С бумагопрядильной фабрики Кенига, Плеханов Георгий Валентинович, Год: 1880

Время на прочтение: 9 минут(ы)

Г. В. ПЛЕХАНОВ

СОЧИНЕНИЯ

ТОМ I

ПРЕДИСЛОВИЕ

Д. РЯЗАНОВА

ИЗДАНИЕ 3-ье

(21—35 тыс.)

ГОСУДАРСТВЕННОЕ ИЗДАТЕЛЬСТВО

МОСКВА

С бумагопрядильной фабрики Кенига.

(‘Земля и Воля’ No 3)

Конец прошлого 1878 г. ознаменовался несколькими более или менее крупными столкновениями петербургских рабочих с нанимателями. Мы хотим рассказать о некоторых из них, заранее извиняясь в том, что несколько запоздали своим сообщением.
Самым характерным образом обрисовывает положение нашего ‘освобожденного’ рабочего стачка на Бумагопрядильной фабрике купца Кенига, потому мы отводим ей первое место в нашем рассказе. Читателям известно, что наши рабочие по своему экономическому положению резко разделяются на ‘заводских’ и ‘фабричных’. Между тем как первые при меньшей продолжительности рабочего дня получают плату почти достаточную для сносного (в русском смысле этого слова) существования, фабричные находятся в положении поистине ужасном. Рабочий день здесь не бывает короче 14 час: в 5 час. утра рабочий становится на работу, домой возвращается в 8 час. вечера. Во всё это время ему дается только один час (от 12 до 1 час.) на обед и отдых. На некоторых фабриках продолжительность рабочего дня еще более. Его заработок редко доходит до 25 рублей в месяц, чаще же всего он колеблется между 17—20 руб. Из этой ничтожной суммы он должен найти средства для прокормления своей семьи, для уплаты податей и, наконец, для покрытия многочисленных и разнообразных штрафов. Эти последние составляют очень значительную отрицательную величину в заработке рабочего. Налагаются они под самыми различными, подчас весьма остроумными, предлогами, так, напр., хотя работа на фабрике Кенига, по условию, должна начинаться в 5 час, предприниматель, по пословице ‘с миру по нитке — голому рубаха’, начинал ее в 4 3/4 ч., кто не являлся за пять минут до срока, установленного таким образом вопреки условию, подвергался уже штрафу.

#### Исходные данные
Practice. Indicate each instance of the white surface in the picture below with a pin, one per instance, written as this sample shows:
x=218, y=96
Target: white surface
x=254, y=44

#### Цель задания
Продолжите текст о стачке на бумагопрядильной фабрике Кенига с того места, на котором он заканчивается.

#### Ответ
Второй пример. При фабрике есть вечно пьяный и ничего не смыслящий фельдшер. Самым радикальным средством от всех недугов рабочего он считает холодную воду, которою и обливает заболевших. Больничные сцены из гоголевского ‘Ревизора’, как видит читатель, повторяются и в настоящее время. Несмотря на очевидное даже для рабочих невежество фельдшера, они обязаны были лечиться у него, под страхом штрафа за попытку получить более полезный совет на стороне. Если при расчете, происходящем 15 и 30 числа каждого месяца, рабочий позволит себе спросить, на каком основании сделан тот или другой вычет из следуемых ему денег, его штрафуют снова. Если хозяин не приезжал ко дню расчета, и рабочие осведомлялись, когда же они получат ‘жалованье’, они подвергались новому штрафу. Штрафовали за нечистоту машины, за местоимение ‘ты’, употребленное в разговоре с мастером, и т. д., и т. д. О прогульных днях нечего и говорить, несмотря на то, что плата была поштучная, за каждый прогульный день рабочий должен был проработать 2 дня бесплатно.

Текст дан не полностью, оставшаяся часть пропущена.